Page text.
-- start --

According to traditions held by the Greeks from the Euxine Pontos (Herodotus, IV. 8), Hercules, returning to Mycenae with Geryon’s herds, had passed through Scythia, which means the western parts of the Black Sea. And as Eschyl tells us (fragm. 76), the place where Hercules had to fight the Ligyens’ army was covered with swamps and devoid of rocks. A similar episode is presented in Romanian traditional songs about Dragan, where the swampy place is near Dambovita (Tocilescu, Materialuri folcl. I. 65-66)]

 

Some reminiscences about the hero Dercunos have been preserved to this day in Romanian traditions. In the old folk songs he appears under the name of Dragan, or Dragan from Baragan, the nephew or grandson (TN - nepot) of old (TN - mos) Stan [2].

 

[2. This “mos Stan” is one of the oldest heroes of Romanian folk songs. He appears identical with Stanislav, the one “big in stature and terrible in countenance, whom the Danube reared, whom the Danube knows, she knows him and he knows her”. He is also celebrated for his mastery in catching and breaking horses (Teodorescu, Poezii pop. 688; Negoescu, Balade 176; Tocilescu, Materialuri folcl. I. 125).

 

The epic type of “mos Stan” presents in everything the special characteristics of Poseidon (Neptune), the southern god of the waters, who had also the epithet of Eurysthenes (from stenos - physical strength) and  hippios, because he was considered as having been the first to introduce the use of horses.

-- end --

Stated goal.
Summarize the text on Dragan and old Stan in two sentences. The records have no connection to the text.

Supplied material.

-- start --

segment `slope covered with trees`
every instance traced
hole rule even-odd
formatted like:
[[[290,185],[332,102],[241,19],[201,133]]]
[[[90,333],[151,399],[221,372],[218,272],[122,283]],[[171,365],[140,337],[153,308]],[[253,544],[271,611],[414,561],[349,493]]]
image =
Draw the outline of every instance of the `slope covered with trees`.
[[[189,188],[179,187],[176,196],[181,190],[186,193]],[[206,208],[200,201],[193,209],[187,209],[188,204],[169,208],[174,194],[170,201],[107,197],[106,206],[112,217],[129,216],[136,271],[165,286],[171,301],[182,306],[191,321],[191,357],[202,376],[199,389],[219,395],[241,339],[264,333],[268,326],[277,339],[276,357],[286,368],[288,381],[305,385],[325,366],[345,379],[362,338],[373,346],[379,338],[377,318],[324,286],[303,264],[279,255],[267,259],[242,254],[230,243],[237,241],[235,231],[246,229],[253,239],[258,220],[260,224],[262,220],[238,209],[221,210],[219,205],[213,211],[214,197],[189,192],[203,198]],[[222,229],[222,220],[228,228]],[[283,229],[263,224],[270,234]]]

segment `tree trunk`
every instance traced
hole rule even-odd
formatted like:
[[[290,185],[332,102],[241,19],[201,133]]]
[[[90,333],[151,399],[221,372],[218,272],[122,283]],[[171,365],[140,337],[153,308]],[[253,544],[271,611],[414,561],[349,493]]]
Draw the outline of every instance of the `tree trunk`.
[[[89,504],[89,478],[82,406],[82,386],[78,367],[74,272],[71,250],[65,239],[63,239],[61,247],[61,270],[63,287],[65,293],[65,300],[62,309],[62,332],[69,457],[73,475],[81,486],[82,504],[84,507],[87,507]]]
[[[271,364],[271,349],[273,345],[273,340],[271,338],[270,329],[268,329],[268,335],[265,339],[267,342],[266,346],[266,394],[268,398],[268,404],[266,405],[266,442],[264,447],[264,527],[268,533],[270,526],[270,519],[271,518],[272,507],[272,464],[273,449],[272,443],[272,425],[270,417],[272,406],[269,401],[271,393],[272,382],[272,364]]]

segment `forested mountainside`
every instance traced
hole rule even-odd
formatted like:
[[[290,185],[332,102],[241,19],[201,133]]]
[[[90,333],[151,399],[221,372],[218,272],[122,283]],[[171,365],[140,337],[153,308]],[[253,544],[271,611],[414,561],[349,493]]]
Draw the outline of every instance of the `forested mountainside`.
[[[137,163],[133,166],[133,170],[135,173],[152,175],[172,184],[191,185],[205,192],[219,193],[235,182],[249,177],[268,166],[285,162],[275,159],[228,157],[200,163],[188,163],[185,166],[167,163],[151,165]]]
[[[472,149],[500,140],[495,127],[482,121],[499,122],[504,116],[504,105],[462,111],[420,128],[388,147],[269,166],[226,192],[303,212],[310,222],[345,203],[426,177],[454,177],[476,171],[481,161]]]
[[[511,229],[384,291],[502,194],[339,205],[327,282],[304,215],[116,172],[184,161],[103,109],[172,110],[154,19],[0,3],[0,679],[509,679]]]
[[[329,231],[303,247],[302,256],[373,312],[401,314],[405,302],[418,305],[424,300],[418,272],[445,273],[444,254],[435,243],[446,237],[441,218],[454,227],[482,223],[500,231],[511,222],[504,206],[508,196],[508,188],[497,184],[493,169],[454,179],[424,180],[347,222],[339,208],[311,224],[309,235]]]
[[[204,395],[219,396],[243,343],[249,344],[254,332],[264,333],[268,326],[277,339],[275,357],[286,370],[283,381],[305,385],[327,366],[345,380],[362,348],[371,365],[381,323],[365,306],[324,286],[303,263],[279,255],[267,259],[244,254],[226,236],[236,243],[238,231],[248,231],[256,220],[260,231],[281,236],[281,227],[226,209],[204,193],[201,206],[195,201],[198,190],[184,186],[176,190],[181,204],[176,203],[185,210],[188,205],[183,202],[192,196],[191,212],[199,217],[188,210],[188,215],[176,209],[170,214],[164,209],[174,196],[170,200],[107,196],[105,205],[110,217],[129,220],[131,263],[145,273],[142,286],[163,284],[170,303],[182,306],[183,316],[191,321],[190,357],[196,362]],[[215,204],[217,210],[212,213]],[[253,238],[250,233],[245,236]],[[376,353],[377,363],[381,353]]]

-- end --

Solution for this task.
Romanian folk traditions keep memories of the hero Dercunos, who appears in old songs as Dragan, or Dragan from Baragan, the nephew or grandson of old Stan. Old Stan, one of the oldest heroes of Romanian folk songs, appears identical with Stanislav, whom the Danube reared and who is celebrated for catching and breaking horses, and his epic type shows the traits of Poseidon, the water god held to have first introduced the use of horses.